2026 Annual Meeting

Plenary Program

The SAHM Program Committee is delighted to share with the 2026 Plenary Program for the SAHM Annual Meeting in Seattle. We look forward to sharing more of the exciting SAHM 2026 Annual Meeting Plenary Program in the coming weeks! Please check back for updates. 

Schedule 

Gallagher Lecture

Tuesday, March 3, 2026 at 8:30 AM

Adolescent Brain Development: The Importance of Connections

Adolescence is a special period of development. Young people ages 10-24 reach important developmental milestones during this time of life during which they explore, grow, and connect. The neurodevelopmental changes that occur during adolescence support these developmental changes. As revealed from neuroscience research, the adolescent brain exhibits significant plasticity and undergoes an important period of connectivity—strengthening of brain pathways—that reflect the increasing connections adolescents have with their peers, families and communities. This talk will provide an overview of brain development, current understanding of adolescent neuroscience, mental health, and an opportunity to discuss how this research may be useful in supporting system-impacted youth.

######

> Work instruction
Summarize the plenary program page above in two sentences. The data that comes next is separate material, unrelated to the text above.

> The data
######

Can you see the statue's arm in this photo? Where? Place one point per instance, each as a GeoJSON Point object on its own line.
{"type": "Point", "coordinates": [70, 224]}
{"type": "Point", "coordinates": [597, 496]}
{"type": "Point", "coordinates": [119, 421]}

######

> Output
The SAHM Program Committee shares the 2026 Plenary Program for the SAHM Annual Meeting in Seattle, which includes the Gallagher Lecture, "Adolescent Brain Development: The Importance of Connections," on Tuesday, March 3, 2026 at 8:30 AM. The talk will give an overview of brain development, current understanding of adolescent neuroscience, and mental health, and offer an opportunity to discuss how this research may be useful in supporting system-impacted youth.